Convert every line of the entries below into a Markdown table with two columns: "Row" for the row number and "Text" for the line itself. Leave out blank lines.

# START OF EXTRACTED INFORMATION

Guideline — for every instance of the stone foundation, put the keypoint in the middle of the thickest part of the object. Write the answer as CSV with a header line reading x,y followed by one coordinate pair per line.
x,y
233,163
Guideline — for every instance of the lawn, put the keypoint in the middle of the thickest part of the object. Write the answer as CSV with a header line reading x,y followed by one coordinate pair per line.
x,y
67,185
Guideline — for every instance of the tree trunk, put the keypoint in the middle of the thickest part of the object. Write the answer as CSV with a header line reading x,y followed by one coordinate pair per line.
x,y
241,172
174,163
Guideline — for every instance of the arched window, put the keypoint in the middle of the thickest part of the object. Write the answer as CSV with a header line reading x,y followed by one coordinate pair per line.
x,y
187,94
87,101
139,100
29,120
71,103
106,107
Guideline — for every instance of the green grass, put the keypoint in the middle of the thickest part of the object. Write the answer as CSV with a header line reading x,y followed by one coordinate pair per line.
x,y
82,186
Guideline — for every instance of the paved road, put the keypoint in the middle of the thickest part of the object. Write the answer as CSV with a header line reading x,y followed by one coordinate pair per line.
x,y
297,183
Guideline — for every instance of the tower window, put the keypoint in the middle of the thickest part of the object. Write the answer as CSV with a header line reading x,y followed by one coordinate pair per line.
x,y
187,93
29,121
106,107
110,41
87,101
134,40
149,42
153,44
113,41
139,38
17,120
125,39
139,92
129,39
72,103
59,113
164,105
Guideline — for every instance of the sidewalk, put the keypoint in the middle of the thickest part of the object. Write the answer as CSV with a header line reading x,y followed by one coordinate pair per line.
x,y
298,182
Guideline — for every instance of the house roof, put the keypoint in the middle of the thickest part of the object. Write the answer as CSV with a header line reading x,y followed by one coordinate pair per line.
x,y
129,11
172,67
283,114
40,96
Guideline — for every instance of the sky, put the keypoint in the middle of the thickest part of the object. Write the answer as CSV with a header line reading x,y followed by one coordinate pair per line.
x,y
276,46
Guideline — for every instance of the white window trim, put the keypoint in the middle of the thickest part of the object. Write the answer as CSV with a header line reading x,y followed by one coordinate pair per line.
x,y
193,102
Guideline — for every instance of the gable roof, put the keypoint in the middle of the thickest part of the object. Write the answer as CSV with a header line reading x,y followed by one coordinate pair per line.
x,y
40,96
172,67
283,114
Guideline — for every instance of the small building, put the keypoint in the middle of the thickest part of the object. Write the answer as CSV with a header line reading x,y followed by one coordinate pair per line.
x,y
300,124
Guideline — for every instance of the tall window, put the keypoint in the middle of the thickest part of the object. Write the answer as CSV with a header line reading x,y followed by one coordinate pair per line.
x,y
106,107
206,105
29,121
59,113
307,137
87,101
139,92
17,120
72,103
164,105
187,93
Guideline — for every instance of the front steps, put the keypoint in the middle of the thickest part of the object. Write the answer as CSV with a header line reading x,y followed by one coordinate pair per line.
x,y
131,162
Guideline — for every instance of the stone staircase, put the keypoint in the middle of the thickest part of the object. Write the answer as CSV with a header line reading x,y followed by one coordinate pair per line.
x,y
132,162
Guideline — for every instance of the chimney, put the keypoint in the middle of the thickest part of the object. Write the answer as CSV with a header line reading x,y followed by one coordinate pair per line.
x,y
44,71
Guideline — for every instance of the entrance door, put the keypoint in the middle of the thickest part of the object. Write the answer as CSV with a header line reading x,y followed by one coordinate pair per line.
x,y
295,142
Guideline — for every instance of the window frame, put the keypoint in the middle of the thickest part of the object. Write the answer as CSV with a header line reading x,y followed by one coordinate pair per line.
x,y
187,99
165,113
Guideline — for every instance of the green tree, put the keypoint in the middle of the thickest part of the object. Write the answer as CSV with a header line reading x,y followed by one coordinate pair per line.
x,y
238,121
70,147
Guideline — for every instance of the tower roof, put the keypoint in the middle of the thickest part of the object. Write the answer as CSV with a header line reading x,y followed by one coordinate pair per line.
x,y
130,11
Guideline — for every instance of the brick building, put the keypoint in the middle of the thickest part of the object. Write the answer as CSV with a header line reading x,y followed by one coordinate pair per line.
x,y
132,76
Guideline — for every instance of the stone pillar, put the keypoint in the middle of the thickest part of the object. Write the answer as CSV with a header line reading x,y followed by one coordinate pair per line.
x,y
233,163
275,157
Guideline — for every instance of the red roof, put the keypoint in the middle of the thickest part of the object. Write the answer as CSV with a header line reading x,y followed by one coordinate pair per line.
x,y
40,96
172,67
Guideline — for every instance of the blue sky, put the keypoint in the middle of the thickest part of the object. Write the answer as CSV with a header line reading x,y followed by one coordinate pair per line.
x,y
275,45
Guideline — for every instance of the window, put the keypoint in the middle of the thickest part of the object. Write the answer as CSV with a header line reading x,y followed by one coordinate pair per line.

# END OF EXTRACTED INFORMATION

■ **OUTPUT FOR THIS EXERCISE**
| Row | Text |
|---|---|
| 1 | Guideline — for every instance of the stone foundation, put the keypoint in the middle of the thickest part of the object. Write the answer as CSV with a header line reading x,y followed by one coordinate pair per line. |
| 2 | x,y |
| 3 | 233,163 |
| 4 | Guideline — for every instance of the lawn, put the keypoint in the middle of the thickest part of the object. Write the answer as CSV with a header line reading x,y followed by one coordinate pair per line. |
| 5 | x,y |
| 6 | 67,185 |
| 7 | Guideline — for every instance of the tree trunk, put the keypoint in the middle of the thickest part of the object. Write the answer as CSV with a header line reading x,y followed by one coordinate pair per line. |
| 8 | x,y |
| 9 | 241,172 |
| 10 | 174,163 |
| 11 | Guideline — for every instance of the arched window, put the keypoint in the middle of the thickest part of the object. Write the answer as CSV with a header line reading x,y followed by one coordinate pair per line. |
| 12 | x,y |
| 13 | 187,94 |
| 14 | 87,101 |
| 15 | 139,100 |
| 16 | 29,120 |
| 17 | 71,103 |
| 18 | 106,107 |
| 19 | Guideline — for every instance of the green grass, put the keypoint in the middle of the thickest part of the object. Write the answer as CSV with a header line reading x,y followed by one coordinate pair per line. |
| 20 | x,y |
| 21 | 82,186 |
| 22 | Guideline — for every instance of the paved road, put the keypoint in the middle of the thickest part of the object. Write the answer as CSV with a header line reading x,y followed by one coordinate pair per line. |
| 23 | x,y |
| 24 | 297,183 |
| 25 | Guideline — for every instance of the tower window, put the keypoint in the middle of the thickest part of the object. Write the answer as CSV with a header line reading x,y followed by one coordinate pair per line. |
| 26 | x,y |
| 27 | 187,93 |
| 28 | 29,121 |
| 29 | 106,107 |
| 30 | 110,41 |
| 31 | 87,101 |
| 32 | 134,40 |
| 33 | 149,42 |
| 34 | 153,44 |
| 35 | 113,41 |
| 36 | 139,38 |
| 37 | 17,120 |
| 38 | 125,39 |
| 39 | 139,92 |
| 40 | 129,39 |
| 41 | 72,103 |
| 42 | 59,113 |
| 43 | 164,105 |
| 44 | Guideline — for every instance of the sidewalk, put the keypoint in the middle of the thickest part of the object. Write the answer as CSV with a header line reading x,y followed by one coordinate pair per line. |
| 45 | x,y |
| 46 | 298,182 |
| 47 | Guideline — for every instance of the house roof, put the keypoint in the middle of the thickest part of the object. Write the answer as CSV with a header line reading x,y followed by one coordinate pair per line. |
| 48 | x,y |
| 49 | 129,11 |
| 50 | 172,67 |
| 51 | 283,114 |
| 52 | 40,96 |
| 53 | Guideline — for every instance of the sky, put the keypoint in the middle of the thickest part of the object. Write the answer as CSV with a header line reading x,y followed by one coordinate pair per line. |
| 54 | x,y |
| 55 | 276,46 |
| 56 | Guideline — for every instance of the white window trim, put the keypoint in the middle of the thickest part of the object. Write the answer as CSV with a header line reading x,y followed by one coordinate pair per line. |
| 57 | x,y |
| 58 | 193,102 |
| 59 | Guideline — for every instance of the gable roof, put the keypoint in the middle of the thickest part of the object. Write the answer as CSV with a header line reading x,y followed by one coordinate pair per line. |
| 60 | x,y |
| 61 | 40,96 |
| 62 | 172,67 |
| 63 | 283,114 |
| 64 | Guideline — for every instance of the small building, put the keypoint in the middle of the thickest part of the object. Write the answer as CSV with a header line reading x,y followed by one coordinate pair per line. |
| 65 | x,y |
| 66 | 300,124 |
| 67 | Guideline — for every instance of the tall window, put the keypoint in the middle of the thickest part of the object. Write the answer as CSV with a header line reading x,y followed by one coordinate pair per line. |
| 68 | x,y |
| 69 | 106,107 |
| 70 | 206,105 |
| 71 | 29,121 |
| 72 | 59,113 |
| 73 | 307,137 |
| 74 | 87,101 |
| 75 | 139,92 |
| 76 | 17,120 |
| 77 | 72,103 |
| 78 | 164,105 |
| 79 | 187,93 |
| 80 | Guideline — for every instance of the front steps, put the keypoint in the middle of the thickest part of the object. Write the answer as CSV with a header line reading x,y followed by one coordinate pair per line. |
| 81 | x,y |
| 82 | 131,162 |
| 83 | Guideline — for every instance of the stone staircase, put the keypoint in the middle of the thickest part of the object. Write the answer as CSV with a header line reading x,y followed by one coordinate pair per line. |
| 84 | x,y |
| 85 | 132,162 |
| 86 | Guideline — for every instance of the chimney, put the keypoint in the middle of the thickest part of the object. Write the answer as CSV with a header line reading x,y followed by one coordinate pair per line. |
| 87 | x,y |
| 88 | 44,71 |
| 89 | Guideline — for every instance of the entrance door, put the keypoint in the middle of the thickest part of the object. Write the answer as CSV with a header line reading x,y followed by one coordinate pair per line. |
| 90 | x,y |
| 91 | 295,142 |
| 92 | Guideline — for every instance of the window frame, put the keypoint in the middle of the thickest part of the object. Write the answer as CSV with a header line reading x,y followed by one coordinate pair per line. |
| 93 | x,y |
| 94 | 187,99 |
| 95 | 165,113 |
| 96 | Guideline — for every instance of the green tree, put the keypoint in the middle of the thickest part of the object. Write the answer as CSV with a header line reading x,y followed by one coordinate pair per line. |
| 97 | x,y |
| 98 | 238,121 |
| 99 | 70,147 |
| 100 | Guideline — for every instance of the tower roof, put the keypoint in the middle of the thickest part of the object. Write the answer as CSV with a header line reading x,y followed by one coordinate pair per line. |
| 101 | x,y |
| 102 | 130,11 |
| 103 | Guideline — for every instance of the brick building, put the keypoint in the middle of the thickest part of the object. Write the answer as CSV with a header line reading x,y followed by one coordinate pair per line. |
| 104 | x,y |
| 105 | 132,76 |
| 106 | Guideline — for every instance of the stone pillar, put the keypoint in the middle of the thickest part of the object. Write the answer as CSV with a header line reading x,y followed by one coordinate pair per line. |
| 107 | x,y |
| 108 | 233,163 |
| 109 | 275,157 |
| 110 | Guideline — for every instance of the red roof, put the keypoint in the middle of the thickest part of the object. Write the answer as CSV with a header line reading x,y followed by one coordinate pair per line. |
| 111 | x,y |
| 112 | 40,96 |
| 113 | 172,67 |
| 114 | Guideline — for every instance of the blue sky, put the keypoint in the middle of the thickest part of the object. Write the answer as CSV with a header line reading x,y followed by one coordinate pair per line. |
| 115 | x,y |
| 116 | 275,45 |
| 117 | Guideline — for every instance of the window, put the keypoint in the middle of the thickest part of the object. Write the answer as CSV with a header line reading x,y followed by one coordinate pair per line. |